▶ WRITTEN TASK
In the article below on Biden's social spending framework, how much does the bill set aside for grants to support research and development infrastructure at HBCUs and other minority-serving institutions?

The same goes for his proposed $555 billion to address climate change, $150 billion to boost affordable housing, and the billions more for home caregiving.
Each is among the most expensive and most-discussed components of Biden's package of social services programs he proposed Thursday. But tucked inside the president's new scaled-back $1.85 trillion framework – the House bill is still 1,684 pages despite major cuts – are several lesser-known items. These range from significant funding for Historically Black Colleges and Universities and high-speed rail, to an emphasis on improved nutrition for school lunches.
What's in Biden's bill?: What's in Biden's latest budget offer: Climate programs and universal preschool, but no paid leave
Here are some other proposals in Biden's proposed package, which he is pushing for Democratic lawmakers to unite behind.
Big boost for HBCUs
Biden's revamped framework includes $10 billion for Historically Black Colleges and Universities, Tribal Colleges and Universities, and other minority-serving institutions – one of the few funding increases over what was proposed in the president's original $3.5 trillion reconciliation package.
The bill sets aside $3 billion for grants to support research and development infrastructure at such institutions. There's also $6 billion in Title III and Title V federal aid for HBCUs, TCUs, and minority-serving institutions over the next five years, which would be five times the amount these schools currently receive from these funding streams, according to the White House.
The significant boost for HBCUs and other minority-serving institutions comes as Biden faces sharp criticism from leaders of Black colleges and universities after proposing about $2 billion for HBCUs in his initial plan.
Harry Williams, president, and CEO of the Thurgood Marshall College Fund, called the HBCU expansion "a testament" to the advocacy, the importance of HBCU institutions, and the relationships with the Biden administration and Congress.

▶ GIVEN INFORMATION
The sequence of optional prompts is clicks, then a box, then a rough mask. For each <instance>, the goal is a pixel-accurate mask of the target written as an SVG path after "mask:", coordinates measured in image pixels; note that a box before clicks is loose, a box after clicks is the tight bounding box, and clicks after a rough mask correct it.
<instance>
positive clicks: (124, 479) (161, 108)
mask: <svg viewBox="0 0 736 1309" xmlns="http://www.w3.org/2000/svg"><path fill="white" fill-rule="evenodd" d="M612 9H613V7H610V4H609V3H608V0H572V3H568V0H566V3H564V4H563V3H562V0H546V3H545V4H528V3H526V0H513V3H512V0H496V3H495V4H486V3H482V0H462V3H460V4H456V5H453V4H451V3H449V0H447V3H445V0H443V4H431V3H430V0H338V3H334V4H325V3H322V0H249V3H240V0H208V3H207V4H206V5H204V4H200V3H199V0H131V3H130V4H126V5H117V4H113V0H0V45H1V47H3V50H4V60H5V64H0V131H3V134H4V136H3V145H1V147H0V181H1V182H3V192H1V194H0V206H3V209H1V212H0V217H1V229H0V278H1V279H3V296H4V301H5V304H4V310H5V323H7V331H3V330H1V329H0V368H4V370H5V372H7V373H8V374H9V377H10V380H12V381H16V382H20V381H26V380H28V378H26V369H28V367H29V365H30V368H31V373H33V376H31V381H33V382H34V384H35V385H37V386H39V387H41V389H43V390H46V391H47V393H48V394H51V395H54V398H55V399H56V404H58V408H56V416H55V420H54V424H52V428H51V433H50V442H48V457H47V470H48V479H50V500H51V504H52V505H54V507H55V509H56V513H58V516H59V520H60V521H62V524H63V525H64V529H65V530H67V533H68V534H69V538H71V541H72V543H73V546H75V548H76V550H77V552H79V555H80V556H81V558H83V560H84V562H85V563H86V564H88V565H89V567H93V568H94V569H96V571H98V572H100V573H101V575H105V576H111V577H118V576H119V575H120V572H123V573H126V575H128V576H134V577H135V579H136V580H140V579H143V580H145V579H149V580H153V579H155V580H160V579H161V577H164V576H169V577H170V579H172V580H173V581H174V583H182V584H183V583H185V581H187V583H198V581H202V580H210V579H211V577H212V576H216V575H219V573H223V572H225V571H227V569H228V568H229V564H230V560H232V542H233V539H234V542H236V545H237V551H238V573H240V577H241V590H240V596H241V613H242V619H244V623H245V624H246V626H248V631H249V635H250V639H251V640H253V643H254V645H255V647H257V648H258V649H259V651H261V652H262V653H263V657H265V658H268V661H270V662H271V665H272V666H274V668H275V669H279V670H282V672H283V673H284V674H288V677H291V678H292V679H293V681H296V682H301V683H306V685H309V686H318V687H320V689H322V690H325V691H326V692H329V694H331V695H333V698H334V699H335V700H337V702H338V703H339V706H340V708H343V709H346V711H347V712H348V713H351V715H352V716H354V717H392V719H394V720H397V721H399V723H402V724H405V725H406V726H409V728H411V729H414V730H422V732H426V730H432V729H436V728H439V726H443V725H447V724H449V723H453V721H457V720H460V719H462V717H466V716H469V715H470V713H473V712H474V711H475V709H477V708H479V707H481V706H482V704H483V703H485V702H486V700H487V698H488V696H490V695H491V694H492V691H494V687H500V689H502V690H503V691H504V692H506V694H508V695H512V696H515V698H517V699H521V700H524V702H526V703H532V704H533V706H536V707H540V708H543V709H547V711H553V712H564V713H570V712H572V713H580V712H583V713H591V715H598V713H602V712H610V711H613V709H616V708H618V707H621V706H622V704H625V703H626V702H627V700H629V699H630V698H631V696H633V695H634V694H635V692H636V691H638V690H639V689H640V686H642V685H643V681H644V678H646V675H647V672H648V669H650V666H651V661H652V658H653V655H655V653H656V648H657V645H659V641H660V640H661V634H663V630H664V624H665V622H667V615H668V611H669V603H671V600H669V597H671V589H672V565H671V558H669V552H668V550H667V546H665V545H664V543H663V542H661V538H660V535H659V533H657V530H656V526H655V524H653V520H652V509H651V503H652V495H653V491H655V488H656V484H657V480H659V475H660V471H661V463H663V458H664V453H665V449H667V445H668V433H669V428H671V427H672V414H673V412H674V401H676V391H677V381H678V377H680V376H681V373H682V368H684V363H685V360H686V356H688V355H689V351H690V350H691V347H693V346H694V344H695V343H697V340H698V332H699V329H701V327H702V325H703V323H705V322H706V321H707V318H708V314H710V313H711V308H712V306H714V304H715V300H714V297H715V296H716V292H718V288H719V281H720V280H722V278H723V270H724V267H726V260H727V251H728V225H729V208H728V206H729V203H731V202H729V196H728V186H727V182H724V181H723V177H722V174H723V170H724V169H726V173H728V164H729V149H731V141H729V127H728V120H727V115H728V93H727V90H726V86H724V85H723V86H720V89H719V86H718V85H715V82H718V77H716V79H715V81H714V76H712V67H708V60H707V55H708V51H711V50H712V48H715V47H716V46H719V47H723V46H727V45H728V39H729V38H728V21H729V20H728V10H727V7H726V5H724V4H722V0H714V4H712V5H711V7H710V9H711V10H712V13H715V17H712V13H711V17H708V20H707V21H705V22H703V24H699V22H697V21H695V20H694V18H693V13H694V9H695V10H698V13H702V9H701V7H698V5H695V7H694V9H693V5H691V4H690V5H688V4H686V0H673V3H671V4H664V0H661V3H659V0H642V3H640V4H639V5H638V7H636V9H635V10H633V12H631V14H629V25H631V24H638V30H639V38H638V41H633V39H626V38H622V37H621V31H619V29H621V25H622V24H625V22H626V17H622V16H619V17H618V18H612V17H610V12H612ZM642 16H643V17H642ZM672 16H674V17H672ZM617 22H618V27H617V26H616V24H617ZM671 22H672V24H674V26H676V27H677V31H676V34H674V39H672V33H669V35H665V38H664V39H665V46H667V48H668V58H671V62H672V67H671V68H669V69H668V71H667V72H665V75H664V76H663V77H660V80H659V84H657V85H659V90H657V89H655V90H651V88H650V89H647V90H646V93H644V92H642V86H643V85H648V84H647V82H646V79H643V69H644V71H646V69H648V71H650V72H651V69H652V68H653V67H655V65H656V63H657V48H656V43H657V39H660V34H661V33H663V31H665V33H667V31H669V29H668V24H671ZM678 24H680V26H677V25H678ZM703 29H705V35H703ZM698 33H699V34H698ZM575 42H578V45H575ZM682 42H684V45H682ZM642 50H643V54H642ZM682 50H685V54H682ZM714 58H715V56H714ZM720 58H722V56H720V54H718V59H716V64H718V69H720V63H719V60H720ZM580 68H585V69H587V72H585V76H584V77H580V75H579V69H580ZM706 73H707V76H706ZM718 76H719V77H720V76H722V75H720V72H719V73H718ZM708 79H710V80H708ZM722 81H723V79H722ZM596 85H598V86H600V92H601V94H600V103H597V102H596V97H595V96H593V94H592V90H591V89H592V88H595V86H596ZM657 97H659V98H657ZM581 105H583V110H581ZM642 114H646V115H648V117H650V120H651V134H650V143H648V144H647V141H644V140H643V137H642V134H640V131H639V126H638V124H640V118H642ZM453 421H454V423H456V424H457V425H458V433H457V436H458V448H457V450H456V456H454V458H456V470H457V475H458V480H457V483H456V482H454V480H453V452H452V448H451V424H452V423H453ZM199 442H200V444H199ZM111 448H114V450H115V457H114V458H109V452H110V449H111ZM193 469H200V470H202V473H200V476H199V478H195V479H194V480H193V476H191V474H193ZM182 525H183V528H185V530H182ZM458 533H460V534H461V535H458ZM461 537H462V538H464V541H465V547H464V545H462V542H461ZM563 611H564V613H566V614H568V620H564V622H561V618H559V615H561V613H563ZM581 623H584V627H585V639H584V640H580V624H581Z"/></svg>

▶ EXERCISE SOLUTION
$3 billion.